## SELECTED PASSAGE:
-- start --
SECURITIES AND EXCHANGE COMMISSION

WASHINGTON, D.C. 20549

___________________

 

FORM 8-K

 

CURRENT REPORT

 

Pursuant to Section 13 or 15(d) of

The Securities Exchange act 1934

 

June 13, 2018

(Date of report/date of earliest event reported)

___________________

 

CONSUMERS BANCORP, INC.

(Exact name of registrant as specified in its charter)

 

OHIO 033-79130 34-1771400
(State or other jurisdiction (Commission File Number) (I.R.S. Employer Identification No.)
of incorporation or organization)    

                      

614 East Lincoln Way

P.O. Box 256

Minerva, Ohio 44657

(Address of principal executive offices)

 

(330) 868-7701

(Registrant’s telephone number)

 

Not Applicable

(Former name of former address, if changes since last report)

 

Check the appropriate box below if the Form 8-K filing is intended to simultaneously satisfy the filing obligation of the registrant under any of the following provisions (see General Instruction A.2. below):

 

[  ] Written communications pursuant to Rule 425 under the Securities Act (17 CFR 230.425)

 

[  ] Soliciting material pursuant to Rule 14a-12 under the Exchange Act (17 CFR 240.14a-12)

 

[  ] Pre-commencement communications pursuant to Rule 14d-2(b) under the Exchange Act (17 CFR 240.14d-2(b))
-- end --
## SHORT TASK 1:
Which rules are cited in the checkbox lines of the Form 8-K cover page? List each one with its CFR citation.
## SHORT TASK 2:
Output the passage of the Form 8-K cover page starting with "(Former name of" and going on through "(17 CFR 230.425)".
The data that comes next is separate material, unrelated to the Form 8-K cover page.

## PROVIDED RECORDS:
-- start --
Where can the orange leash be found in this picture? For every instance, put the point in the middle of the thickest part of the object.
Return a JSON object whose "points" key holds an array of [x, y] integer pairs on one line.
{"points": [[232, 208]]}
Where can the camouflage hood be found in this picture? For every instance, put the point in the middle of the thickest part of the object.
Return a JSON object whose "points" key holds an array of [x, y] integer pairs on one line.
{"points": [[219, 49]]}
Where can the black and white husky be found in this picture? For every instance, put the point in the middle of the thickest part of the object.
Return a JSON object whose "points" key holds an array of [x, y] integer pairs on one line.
-- end --
-- start --
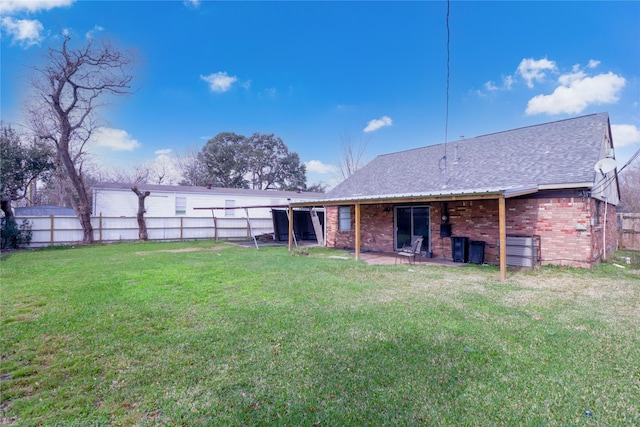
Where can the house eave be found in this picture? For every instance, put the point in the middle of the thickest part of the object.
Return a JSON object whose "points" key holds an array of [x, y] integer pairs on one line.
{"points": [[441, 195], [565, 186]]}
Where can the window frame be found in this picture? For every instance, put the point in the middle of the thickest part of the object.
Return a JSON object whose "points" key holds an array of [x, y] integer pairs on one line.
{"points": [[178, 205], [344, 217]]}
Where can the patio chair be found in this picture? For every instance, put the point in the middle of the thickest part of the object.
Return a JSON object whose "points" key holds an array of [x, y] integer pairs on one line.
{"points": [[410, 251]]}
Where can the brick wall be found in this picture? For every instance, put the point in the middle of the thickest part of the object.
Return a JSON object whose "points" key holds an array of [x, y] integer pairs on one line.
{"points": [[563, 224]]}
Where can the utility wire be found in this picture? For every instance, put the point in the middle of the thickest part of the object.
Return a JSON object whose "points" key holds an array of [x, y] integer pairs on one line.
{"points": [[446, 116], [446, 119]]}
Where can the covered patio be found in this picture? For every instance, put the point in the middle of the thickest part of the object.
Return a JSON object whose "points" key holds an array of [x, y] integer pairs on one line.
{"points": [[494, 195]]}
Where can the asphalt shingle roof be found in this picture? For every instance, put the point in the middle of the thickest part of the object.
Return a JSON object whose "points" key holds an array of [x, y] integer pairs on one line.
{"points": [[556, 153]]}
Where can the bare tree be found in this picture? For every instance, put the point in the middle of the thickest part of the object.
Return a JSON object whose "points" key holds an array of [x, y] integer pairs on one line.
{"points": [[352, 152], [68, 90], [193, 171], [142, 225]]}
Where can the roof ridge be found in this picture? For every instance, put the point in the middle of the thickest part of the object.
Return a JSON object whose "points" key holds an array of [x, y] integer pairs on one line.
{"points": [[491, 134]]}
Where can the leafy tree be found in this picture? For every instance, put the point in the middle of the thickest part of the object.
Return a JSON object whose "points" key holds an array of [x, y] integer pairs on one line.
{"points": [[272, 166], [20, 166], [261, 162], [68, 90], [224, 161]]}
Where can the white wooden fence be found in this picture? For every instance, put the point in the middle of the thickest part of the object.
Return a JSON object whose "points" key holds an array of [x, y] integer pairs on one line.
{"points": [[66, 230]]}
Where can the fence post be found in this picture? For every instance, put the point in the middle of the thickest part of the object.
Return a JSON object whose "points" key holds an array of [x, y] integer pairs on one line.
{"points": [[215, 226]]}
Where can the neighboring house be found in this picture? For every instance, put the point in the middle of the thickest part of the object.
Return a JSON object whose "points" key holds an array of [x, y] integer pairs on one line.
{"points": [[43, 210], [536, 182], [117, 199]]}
-- end --
-- start --
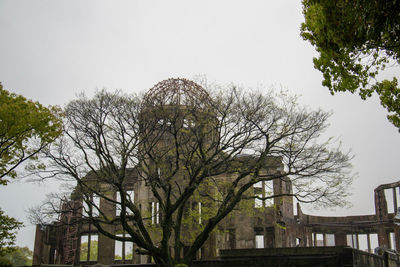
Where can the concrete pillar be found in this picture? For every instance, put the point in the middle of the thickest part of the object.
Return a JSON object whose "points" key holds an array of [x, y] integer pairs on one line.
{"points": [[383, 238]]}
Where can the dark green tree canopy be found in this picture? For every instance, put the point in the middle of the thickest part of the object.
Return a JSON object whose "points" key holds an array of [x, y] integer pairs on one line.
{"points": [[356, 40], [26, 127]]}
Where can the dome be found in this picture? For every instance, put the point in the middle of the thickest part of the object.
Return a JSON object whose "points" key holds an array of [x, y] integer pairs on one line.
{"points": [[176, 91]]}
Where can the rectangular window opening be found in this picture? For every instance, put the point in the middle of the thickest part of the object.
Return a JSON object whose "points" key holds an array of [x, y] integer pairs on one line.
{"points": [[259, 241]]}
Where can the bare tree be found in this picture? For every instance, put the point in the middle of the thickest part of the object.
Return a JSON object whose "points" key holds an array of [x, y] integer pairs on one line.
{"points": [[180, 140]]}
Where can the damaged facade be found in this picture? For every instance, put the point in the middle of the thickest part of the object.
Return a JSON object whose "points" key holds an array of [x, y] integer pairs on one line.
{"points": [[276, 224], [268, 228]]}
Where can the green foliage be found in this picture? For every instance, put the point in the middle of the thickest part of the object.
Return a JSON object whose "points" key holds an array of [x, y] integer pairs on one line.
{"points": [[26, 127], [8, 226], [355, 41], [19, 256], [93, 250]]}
-- end --
## EXERCISE SOLUTION 1:
- Rule 425 under the Securities Act (17 CFR 230.425)
- Rule 14a-12 under the Exchange Act (17 CFR 240.14a-12)
- Rule 14d-2(b) under the Exchange Act (17 CFR 240.14d-2(b))

## EXERCISE SOLUTION 2:
(Former name of former address, if changes since last report)

 

Check the appropriate box below if the Form 8-K filing is intended to simultaneously satisfy the filing obligation of the registrant under any of the following provisions (see General Instruction A.2. below):

 

[  ] Written communications pursuant to Rule 425 under the Securities Act (17 CFR 230.425)